### [WRITTEN REQUEST 1]
Duplicate the following section of the text on humility in our nation word for word, starting at "The Destructive Impact" and ending at "criticize or punish.".

### [TEXT EXTRACT]

-- Start --

The Destructive Impact of a Lack of Humility in Our Nation

When I used to do marriage counseling, there were certain attitudes on the part of one, or both, spouses that I knew would doom a marriage. If I could not get them to empathize with one another or see things from their partner’s perspective, I knew it was just a matter of time before they’d be standing before a judge confirming the irreparable rift I was already seeing. When these couples came in for counseling the following mindsets were apparent in at least one spouse.

  • I’m here to fix my spouse and don’t need to look at myself.
  • I’m right and he or she is wrong. There is no room for compromise.
  • When my spouse doesn’t agree with me, I judge his or her motives (self-righteousness).
  • When my spouse doesn’t agree with me, I harshly criticize or punish.

As I watch the headlines, I see all of the elements of a doomed marriage playing out in our nation. We have lost our ability to compromise and automatically judge the motives of those who don’t conform to our way of thinking. The latest issues have just brought to a head what has been lying deep beneath the surface for several years now. I was recently criticized on social media for discouraging violent protests and encouraging peaceful ones. The inference was that condemning violence was borderline racist. As someone who lived through and stood up with activists during the civil rights movement, I couldn’t imagine how my comments could have been so misconstrued, but it happens so often these days (from people on both sides) that I’ve become afraid to even state a simple opinion. My freedom of speech has surely been stifled. Somewhere along the way we’ve lost our way and without a miracle I fear that division we are seeing will destroy us as a nation.

-- End --

### [ENTRIES PROVIDED]

-- Start --

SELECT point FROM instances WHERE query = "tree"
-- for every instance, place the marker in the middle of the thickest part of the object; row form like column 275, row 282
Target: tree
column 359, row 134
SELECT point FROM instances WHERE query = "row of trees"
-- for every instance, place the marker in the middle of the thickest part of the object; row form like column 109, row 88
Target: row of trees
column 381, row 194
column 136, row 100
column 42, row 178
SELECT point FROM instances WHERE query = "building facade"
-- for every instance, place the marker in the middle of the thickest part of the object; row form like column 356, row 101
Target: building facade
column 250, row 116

-- End --

### [WRITTEN REQUEST 2]
Reproduce all of the records with every occurrence of "marker" changed to "pin" and everything else left as it is.

### [FINAL RESULT 1]
The Destructive Impact of a Lack of Humility in Our Nation

When I used to do marriage counseling, there were certain attitudes on the part of one, or both, spouses that I knew would doom a marriage. If I could not get them to empathize with one another or see things from their partner’s perspective, I knew it was just a matter of time before they’d be standing before a judge confirming the irreparable rift I was already seeing. When these couples came in for counseling the following mindsets were apparent in at least one spouse.

  • I’m here to fix my spouse and don’t need to look at myself.
  • I’m right and he or she is wrong. There is no room for compromise.
  • When my spouse doesn’t agree with me, I judge his or her motives (self-righteousness).
  • When my spouse doesn’t agree with me, I harshly criticize or punish.

### [FINAL RESULT 2]
SELECT point FROM instances WHERE query = "tree"
-- for every instance, place the pin in the middle of the thickest part of the object; row form like column 275, row 282
Target: tree
column 359, row 134
SELECT point FROM instances WHERE query = "row of trees"
-- for every instance, place the pin in the middle of the thickest part of the object; row form like column 109, row 88
Target: row of trees
column 381, row 194
column 136, row 100
column 42, row 178
SELECT point FROM instances WHERE query = "building facade"
-- for every instance, place the pin in the middle of the thickest part of the object; row form like column 356, row 101
Target: building facade
column 250, row 116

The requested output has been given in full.